EXERCISE DIRECTIONS:
Transcribe the passage of the Mark Lombardi page below, starting at "Wikipedia Snap-Shot" and ending at "abuses of power.".
##### PAGE TEXT
Who’s Who in Public Intelligence: Mark Lombardi

Alpha I-L, Collective Intelligence, Commerce, Commercial Intelligence, Corruption, Economics/True Cost, Government, Knowledge, Money, P2P / Panarchy, Politics
Mark Lombardi & Hillary LNU

Wikipedia Snap-Shot

Mark Lombardi (March 23, 1951 – March 22, 2000) was an American Neo-Conceptualist and an abstract artist who specialized in drawings attempting to document financial and political frauds by power brokers, and in general “the uses and abuses of power.

Lombardi called his diagrams Narrative Structures.. They are structurally similar to sociograms – a type of graph drawing used in the field of social network analysis, and to a lesser degree by earlier artists like Hans Haacke. Other important influences on Lombardi were philosopher Herbert Marcuse,, and visualization expert Edward Tufte

In Lombardi's historical diagrams, each node or connection was drawn from news stories from reputable media organizations, and his drawings document the purported financial and political frauds by power brokers. For instance, his 1999 drawing George W. Bush, Harken Energy and Jackson Stephens, ca 1979–90 shows alleged connections between James Bath, the Bush and bin Laden families, and business deals in Texas and around the world.
##########
##### INFORMATION GIVEN
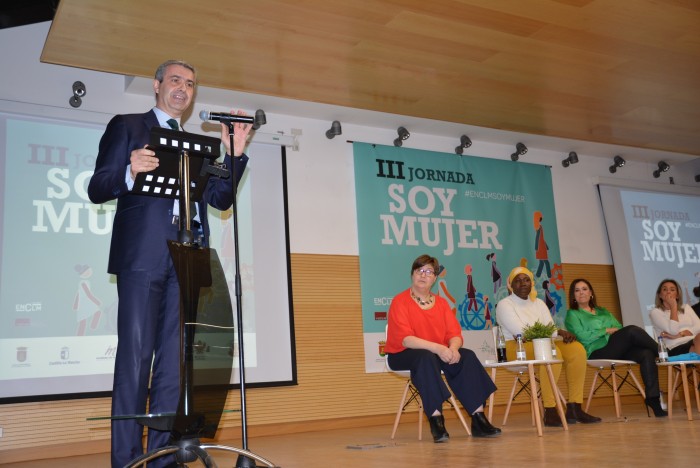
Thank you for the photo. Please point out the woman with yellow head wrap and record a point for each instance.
(521, 309)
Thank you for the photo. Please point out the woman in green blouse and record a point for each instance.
(605, 338)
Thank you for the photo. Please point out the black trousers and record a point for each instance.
(467, 378)
(634, 344)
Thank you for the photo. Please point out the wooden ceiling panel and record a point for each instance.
(617, 72)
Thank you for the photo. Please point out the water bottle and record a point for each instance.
(663, 352)
(500, 345)
(520, 349)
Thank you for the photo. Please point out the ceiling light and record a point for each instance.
(617, 162)
(334, 131)
(520, 149)
(78, 92)
(464, 142)
(663, 167)
(571, 159)
(403, 135)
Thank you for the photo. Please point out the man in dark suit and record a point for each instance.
(149, 303)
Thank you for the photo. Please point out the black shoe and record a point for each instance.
(551, 418)
(582, 416)
(481, 427)
(571, 416)
(437, 428)
(655, 405)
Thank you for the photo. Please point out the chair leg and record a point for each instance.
(686, 392)
(640, 389)
(460, 415)
(510, 400)
(420, 419)
(400, 410)
(590, 394)
(616, 394)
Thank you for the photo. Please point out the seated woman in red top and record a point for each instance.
(424, 337)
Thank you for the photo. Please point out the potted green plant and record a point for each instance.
(541, 337)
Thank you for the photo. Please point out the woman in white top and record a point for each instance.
(523, 308)
(674, 321)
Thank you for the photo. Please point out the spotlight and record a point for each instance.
(663, 167)
(520, 149)
(78, 92)
(260, 119)
(334, 131)
(464, 142)
(617, 162)
(572, 159)
(403, 135)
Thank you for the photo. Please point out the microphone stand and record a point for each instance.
(242, 461)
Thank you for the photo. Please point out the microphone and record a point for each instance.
(223, 117)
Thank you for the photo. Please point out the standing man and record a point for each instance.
(149, 301)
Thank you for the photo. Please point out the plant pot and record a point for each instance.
##########
COMPLETE OUTPUT:
Wikipedia Snap-Shot

Mark Lombardi (March 23, 1951 – March 22, 2000) was an American Neo-Conceptualist and an abstract artist who specialized in drawings attempting to document financial and political frauds by power brokers, and in general “the uses and abuses of power.